-- Exercise instructions --
Rescale the answer coordinates in all the entries below by multiplying each x and y value by 2.5 and rounding to a whole number, with halves rounded up. Reproduce every line with the requests included, keep the numbers in the requests and their format samples unchanged, and omit the pictures.

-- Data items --
§ §
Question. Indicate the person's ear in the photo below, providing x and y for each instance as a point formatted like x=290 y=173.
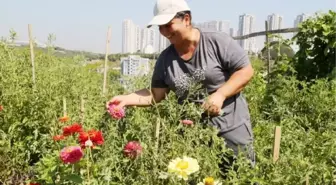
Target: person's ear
x=187 y=20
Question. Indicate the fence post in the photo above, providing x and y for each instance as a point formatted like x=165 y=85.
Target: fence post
x=268 y=52
x=82 y=110
x=276 y=146
x=64 y=107
x=32 y=56
x=106 y=58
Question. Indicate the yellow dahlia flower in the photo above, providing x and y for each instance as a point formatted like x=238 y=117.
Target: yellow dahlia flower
x=183 y=167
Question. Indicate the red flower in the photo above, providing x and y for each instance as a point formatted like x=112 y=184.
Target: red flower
x=72 y=129
x=64 y=119
x=71 y=154
x=132 y=149
x=58 y=137
x=95 y=136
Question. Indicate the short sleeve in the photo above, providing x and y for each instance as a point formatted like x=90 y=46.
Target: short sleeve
x=232 y=55
x=159 y=73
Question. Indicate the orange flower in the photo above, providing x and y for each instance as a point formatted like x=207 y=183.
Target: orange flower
x=58 y=137
x=64 y=119
x=96 y=137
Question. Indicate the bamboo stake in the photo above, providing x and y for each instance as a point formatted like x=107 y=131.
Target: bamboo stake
x=31 y=51
x=82 y=110
x=276 y=146
x=268 y=52
x=64 y=107
x=106 y=58
x=157 y=134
§ §
-- Solution --
Question. Indicate the person's ear in the photo below, providing x and y for each instance as a point formatted like x=290 y=173.
Target: person's ear
x=468 y=50
Question. Indicate the fence post in the photo above, providing x and y for each instance as a point formatted like x=165 y=85.
Target: fence post
x=670 y=130
x=205 y=275
x=690 y=365
x=160 y=268
x=80 y=140
x=265 y=145
Question. Indicate the yellow dahlia flower in the photo above, providing x and y for each instance as a point formatted like x=238 y=117.
Target: yellow dahlia flower
x=458 y=418
Question. Indicate the red flower in the photo above, providing x and y for each instance as a point formatted like x=112 y=184.
Target: red flower
x=180 y=323
x=160 y=298
x=178 y=385
x=330 y=373
x=145 y=343
x=238 y=340
Question. Indicate the short sleeve in the photo above, providing x and y for each instance as a point formatted like x=90 y=46.
Target: short sleeve
x=580 y=138
x=398 y=183
Question. Indicate the orange flower in the photo above, providing x and y for each instance as a point formatted like x=207 y=183.
Target: orange flower
x=145 y=343
x=160 y=298
x=240 y=343
Question. Indicate the bamboo stake in the photo above, providing x and y for each instance as a point formatted like x=107 y=131.
Target: bamboo stake
x=78 y=128
x=205 y=275
x=690 y=365
x=670 y=130
x=160 y=268
x=265 y=145
x=393 y=335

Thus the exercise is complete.